#### Data provided ####

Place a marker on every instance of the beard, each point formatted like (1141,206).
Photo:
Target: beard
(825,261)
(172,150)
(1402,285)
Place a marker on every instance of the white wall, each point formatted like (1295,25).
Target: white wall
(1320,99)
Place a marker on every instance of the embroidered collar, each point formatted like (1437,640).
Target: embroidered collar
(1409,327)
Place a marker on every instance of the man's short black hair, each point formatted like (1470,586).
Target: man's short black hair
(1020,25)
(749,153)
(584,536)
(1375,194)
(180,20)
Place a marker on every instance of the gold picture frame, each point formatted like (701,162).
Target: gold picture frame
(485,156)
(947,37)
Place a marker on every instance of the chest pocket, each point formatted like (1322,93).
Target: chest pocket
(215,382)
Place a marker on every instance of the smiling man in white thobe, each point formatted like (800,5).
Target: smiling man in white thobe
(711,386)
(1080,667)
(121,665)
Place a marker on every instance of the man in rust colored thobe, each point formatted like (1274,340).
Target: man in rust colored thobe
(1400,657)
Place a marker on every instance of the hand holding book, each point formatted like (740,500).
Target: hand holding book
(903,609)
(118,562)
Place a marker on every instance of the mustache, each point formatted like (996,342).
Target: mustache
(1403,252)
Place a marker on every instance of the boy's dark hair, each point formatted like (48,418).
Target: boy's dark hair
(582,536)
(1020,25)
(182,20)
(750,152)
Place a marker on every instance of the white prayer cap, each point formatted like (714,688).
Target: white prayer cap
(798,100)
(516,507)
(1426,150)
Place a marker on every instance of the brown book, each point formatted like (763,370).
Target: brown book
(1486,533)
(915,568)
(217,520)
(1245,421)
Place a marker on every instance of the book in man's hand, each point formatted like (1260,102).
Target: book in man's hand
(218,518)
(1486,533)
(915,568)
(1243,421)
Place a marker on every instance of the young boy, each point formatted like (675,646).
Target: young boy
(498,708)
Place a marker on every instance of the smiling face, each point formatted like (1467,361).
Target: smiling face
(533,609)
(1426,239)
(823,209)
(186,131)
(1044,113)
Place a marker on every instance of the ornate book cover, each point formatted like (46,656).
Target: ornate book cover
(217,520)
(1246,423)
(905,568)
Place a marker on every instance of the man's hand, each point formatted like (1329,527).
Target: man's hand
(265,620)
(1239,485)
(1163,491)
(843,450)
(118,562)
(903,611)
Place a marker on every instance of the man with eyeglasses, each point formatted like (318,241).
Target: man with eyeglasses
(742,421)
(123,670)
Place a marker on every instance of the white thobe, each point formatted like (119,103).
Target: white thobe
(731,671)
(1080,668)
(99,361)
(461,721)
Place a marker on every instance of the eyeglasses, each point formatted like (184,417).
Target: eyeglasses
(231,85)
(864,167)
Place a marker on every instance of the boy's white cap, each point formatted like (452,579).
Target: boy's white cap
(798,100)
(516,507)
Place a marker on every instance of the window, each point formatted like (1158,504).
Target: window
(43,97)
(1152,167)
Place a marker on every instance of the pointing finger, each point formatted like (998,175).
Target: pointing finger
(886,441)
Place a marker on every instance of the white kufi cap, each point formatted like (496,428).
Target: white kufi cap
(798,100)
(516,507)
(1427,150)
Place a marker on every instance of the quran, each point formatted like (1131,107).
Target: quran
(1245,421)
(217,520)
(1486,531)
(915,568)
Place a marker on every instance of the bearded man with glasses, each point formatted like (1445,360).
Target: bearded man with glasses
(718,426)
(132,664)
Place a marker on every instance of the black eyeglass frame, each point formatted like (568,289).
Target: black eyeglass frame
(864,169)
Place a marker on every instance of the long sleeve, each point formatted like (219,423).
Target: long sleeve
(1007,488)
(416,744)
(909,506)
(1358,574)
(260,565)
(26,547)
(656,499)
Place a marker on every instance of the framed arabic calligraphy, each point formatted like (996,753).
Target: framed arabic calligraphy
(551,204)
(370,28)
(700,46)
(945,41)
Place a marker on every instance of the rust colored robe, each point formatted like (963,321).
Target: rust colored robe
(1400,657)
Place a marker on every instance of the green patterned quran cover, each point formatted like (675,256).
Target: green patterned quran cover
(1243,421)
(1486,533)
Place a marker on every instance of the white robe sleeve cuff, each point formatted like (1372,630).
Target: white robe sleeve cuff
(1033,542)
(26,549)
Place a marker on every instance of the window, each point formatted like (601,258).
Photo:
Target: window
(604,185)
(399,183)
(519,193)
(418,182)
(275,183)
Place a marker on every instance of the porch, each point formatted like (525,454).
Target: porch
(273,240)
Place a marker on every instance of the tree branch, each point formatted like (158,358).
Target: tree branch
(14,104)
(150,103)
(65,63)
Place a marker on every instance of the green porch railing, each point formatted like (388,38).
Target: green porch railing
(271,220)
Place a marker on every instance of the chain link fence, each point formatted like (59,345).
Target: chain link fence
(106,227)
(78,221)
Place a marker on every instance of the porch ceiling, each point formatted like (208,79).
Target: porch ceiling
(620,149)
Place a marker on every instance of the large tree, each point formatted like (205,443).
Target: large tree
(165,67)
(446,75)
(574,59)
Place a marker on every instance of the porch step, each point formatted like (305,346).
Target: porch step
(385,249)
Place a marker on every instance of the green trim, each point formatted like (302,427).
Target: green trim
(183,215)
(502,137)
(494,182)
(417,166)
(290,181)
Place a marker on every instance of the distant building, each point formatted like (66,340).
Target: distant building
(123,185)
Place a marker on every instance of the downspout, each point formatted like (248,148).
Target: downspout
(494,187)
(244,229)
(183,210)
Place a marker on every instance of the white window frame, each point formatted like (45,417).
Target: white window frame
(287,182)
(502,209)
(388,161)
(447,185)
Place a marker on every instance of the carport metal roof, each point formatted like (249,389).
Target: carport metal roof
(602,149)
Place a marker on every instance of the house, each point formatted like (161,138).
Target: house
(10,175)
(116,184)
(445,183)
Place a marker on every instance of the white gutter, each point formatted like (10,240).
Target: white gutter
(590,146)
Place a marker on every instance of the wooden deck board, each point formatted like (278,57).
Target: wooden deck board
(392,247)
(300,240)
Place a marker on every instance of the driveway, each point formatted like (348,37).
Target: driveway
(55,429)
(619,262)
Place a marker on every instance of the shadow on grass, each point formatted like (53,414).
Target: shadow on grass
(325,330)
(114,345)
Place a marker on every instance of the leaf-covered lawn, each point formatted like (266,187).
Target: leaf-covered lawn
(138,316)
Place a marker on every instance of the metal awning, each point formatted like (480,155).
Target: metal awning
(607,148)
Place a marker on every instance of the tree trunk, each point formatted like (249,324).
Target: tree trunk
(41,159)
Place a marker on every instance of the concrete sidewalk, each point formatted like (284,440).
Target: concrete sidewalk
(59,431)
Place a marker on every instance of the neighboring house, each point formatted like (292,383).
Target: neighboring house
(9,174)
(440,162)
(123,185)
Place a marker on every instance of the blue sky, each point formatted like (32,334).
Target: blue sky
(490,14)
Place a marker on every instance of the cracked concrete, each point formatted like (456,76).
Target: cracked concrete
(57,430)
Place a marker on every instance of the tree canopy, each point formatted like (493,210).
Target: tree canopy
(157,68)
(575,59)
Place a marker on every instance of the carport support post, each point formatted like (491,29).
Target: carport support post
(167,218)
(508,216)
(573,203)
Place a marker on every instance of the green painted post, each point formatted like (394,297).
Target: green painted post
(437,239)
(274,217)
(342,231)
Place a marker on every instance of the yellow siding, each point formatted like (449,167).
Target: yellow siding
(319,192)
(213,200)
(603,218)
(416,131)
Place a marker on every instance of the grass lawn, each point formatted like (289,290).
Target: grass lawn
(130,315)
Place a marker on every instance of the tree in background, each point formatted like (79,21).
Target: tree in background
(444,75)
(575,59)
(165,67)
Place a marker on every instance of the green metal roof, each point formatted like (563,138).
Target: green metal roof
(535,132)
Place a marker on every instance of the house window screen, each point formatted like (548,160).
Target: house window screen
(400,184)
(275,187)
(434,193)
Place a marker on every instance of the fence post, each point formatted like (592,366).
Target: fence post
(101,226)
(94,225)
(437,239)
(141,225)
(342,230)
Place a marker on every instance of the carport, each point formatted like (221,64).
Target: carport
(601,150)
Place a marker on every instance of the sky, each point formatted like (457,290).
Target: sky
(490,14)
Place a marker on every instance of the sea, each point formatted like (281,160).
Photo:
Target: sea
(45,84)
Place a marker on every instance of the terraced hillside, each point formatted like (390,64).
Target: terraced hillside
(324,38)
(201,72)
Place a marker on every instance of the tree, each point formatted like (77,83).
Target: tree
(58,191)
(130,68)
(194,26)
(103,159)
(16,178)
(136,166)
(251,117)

####

*Exercise prompt*: Transcribe, word for word, every line from the one containing "Place a marker on every instance of the carport, each" through the final line of the entries, and nothing else.

*Finished exercise*:
Place a marker on every instance of the carport, each point formatted like (221,64).
Target: carport
(601,150)
Place a marker on every instance of the sky, each point formatted like (457,290).
Target: sky
(490,14)
Place a marker on every instance of the sea, each point formatted like (281,160).
Photo:
Target: sea
(45,84)
Place a marker on every instance of the terraced hillside, each point formatted like (390,64).
Target: terraced hillside
(324,38)
(201,72)
Place a marker on every instance of the tree, each point formatted like (77,83).
Target: tree
(58,191)
(130,68)
(194,26)
(103,159)
(16,178)
(136,166)
(251,117)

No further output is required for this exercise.